Exercise input >>
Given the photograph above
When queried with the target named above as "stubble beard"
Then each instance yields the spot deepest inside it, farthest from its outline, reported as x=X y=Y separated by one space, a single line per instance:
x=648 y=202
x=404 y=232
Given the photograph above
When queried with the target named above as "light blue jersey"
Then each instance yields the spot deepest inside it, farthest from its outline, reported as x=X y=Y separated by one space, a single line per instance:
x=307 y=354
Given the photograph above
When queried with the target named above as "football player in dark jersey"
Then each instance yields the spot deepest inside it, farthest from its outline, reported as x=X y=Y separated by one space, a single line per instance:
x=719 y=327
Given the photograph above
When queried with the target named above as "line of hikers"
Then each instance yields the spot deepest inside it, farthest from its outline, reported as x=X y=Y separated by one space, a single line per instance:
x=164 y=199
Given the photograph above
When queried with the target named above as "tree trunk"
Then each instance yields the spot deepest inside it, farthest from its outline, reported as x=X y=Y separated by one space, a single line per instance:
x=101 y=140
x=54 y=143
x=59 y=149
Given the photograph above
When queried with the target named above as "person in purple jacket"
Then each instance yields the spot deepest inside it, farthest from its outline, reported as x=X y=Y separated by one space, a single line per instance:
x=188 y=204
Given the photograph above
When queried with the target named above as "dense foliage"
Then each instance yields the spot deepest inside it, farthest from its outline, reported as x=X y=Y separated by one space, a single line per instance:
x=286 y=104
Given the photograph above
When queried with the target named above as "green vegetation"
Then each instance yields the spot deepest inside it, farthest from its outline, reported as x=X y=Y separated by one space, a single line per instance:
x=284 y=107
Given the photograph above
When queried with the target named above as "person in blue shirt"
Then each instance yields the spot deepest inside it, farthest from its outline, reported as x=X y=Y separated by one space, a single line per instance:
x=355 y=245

What is required >> Return, unchanged, the lines of the listing from its first line through the line containing "x=188 y=204", including both.

Exercise result >>
Given the photograph above
When queried with the target named above as "stubble beard"
Then each instance yields the spot deepest inside it, farthest from its outline, reported as x=X y=Y separated by one space, a single line per instance:
x=648 y=202
x=404 y=232
Given the photograph above
When queried with the target named above as "light blue jersey"
Then each instance yields the spot deepest inside it, farthest from its outline, reported as x=X y=Y separated by one space, a single line per instance:
x=307 y=354
Given the photograph above
When queried with the target named above as "football player in dark jersey"
Then each instance yields the spot deepest inside it, farthest from its outline, reported as x=X y=Y separated by one space, a single line per instance:
x=719 y=327
Given the photograph above
When queried with the target named above as "line of hikers"
Then each instance yields the spot deepest inside it, farthest from its outline, reported as x=X y=Y separated by one space, a single line per instance:
x=164 y=199
Given the photograph above
When queried with the target named above as "tree trunk"
Then each instance yields the spot deepest inside it, farthest from its outline, reported as x=X y=Y separated by one space, a single line per instance:
x=101 y=140
x=54 y=143
x=59 y=149
Given the photograph above
When queried with the target named above as "person in purple jacket"
Then each instance yields the spot deepest inside it, farthest from its outline, reported as x=X y=Y separated by one space, a single line per instance:
x=188 y=204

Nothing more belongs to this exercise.